◆ Material for the task
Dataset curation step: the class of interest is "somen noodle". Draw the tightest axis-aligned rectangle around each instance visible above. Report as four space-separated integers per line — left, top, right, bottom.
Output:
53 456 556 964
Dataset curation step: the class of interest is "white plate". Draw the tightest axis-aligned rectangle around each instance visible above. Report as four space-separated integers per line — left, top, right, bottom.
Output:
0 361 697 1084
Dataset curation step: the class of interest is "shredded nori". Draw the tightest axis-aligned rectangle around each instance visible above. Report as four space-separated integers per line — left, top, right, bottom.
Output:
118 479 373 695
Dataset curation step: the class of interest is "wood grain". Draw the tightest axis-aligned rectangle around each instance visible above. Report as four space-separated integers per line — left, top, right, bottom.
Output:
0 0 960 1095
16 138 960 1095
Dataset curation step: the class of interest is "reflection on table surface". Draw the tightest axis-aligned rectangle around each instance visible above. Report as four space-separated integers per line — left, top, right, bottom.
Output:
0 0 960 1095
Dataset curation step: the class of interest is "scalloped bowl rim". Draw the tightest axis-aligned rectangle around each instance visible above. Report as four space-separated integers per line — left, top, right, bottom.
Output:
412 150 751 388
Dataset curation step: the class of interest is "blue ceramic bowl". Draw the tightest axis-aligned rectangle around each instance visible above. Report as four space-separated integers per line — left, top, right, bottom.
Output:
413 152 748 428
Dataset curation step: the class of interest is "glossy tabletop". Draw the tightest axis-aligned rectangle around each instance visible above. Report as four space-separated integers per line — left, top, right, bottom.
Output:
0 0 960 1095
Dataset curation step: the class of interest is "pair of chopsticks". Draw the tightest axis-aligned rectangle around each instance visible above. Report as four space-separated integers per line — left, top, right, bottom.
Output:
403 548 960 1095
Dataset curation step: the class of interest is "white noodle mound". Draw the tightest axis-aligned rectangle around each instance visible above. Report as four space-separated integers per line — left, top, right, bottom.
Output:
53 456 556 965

◆ Directions
Please convert all the items above into a two-column CSV with the header item_text,answer and one row per item. Put each item's text and its answer in their own double-quoted fields, replacing any line breaks with spaces.

◆ Complete answer
item_text,answer
"Dataset curation step: the class of interest is ""somen noodle"". Draw the tightest axis-aligned rectangle around each instance visible above. Report as four space-separated integers per line — left, top, right, bottom. Output:","53 456 556 964"
"Dataset curation step: the class of interest is ""white plate"". Draw the tightest axis-aligned rectangle around each instance visible above. Report as four space-separated integers per line — left, top, right, bottom. Output:","0 361 697 1084"
"Dataset curation step: the class of interest is ""shredded nori"". Draw the tightest axis-aligned rectangle around each instance visible above. Report as four space-separated integers per line — left, top, right, bottom. Output:","118 479 373 695"
"Dataset curation step: the class of interest is ""wood grain"". Draw the tightest axis-aligned rectangle around each instance visible above. Report as four space-separated integers per line — left, top, right, bottom. Output:","0 0 960 1095 16 138 960 1095"
"Dataset curation step: the class of interest is ""reflection on table surface"". Draw the tightest axis-aligned rectangle around each instance visible above. Report as four space-separated integers per line — left, top, right, bottom. Output:","0 0 960 1095"
"Dataset curation step: the class of interest is ""scalloped bowl rim"". Draw the tightest axis-aligned rectangle around each instance visible above. Report as four space-separated integers per line — left, top, right, bottom. Output:","412 150 751 388"
"Dataset curation step: the class of interest is ""blue ceramic bowl"". Draw the tightest axis-aligned rectangle around each instance visible above. Report as four space-separated integers per line — left, top, right, bottom. Output:","413 152 748 428"
"Dataset curation step: the class of interest is ""glossy tabletop"". Draw the tightest axis-aligned rectangle around each instance visible above. Report as four space-separated integers per line — left, top, right, bottom. Output:","0 0 960 1095"
"Dataset curation step: the class of interest is ""pair of chopsticks"". Draw the tightest axis-aligned rectangle around each instance visible above. Report as four space-separated integers per line — left, top, right, bottom. Output:","403 548 960 1095"
"Dataset curation step: the class of interest is ""white noodle mound"". Draw the tightest axis-aligned rectangle around each instance visible above. Report as four space-separated integers per line — left, top, right, bottom. Output:","53 456 556 965"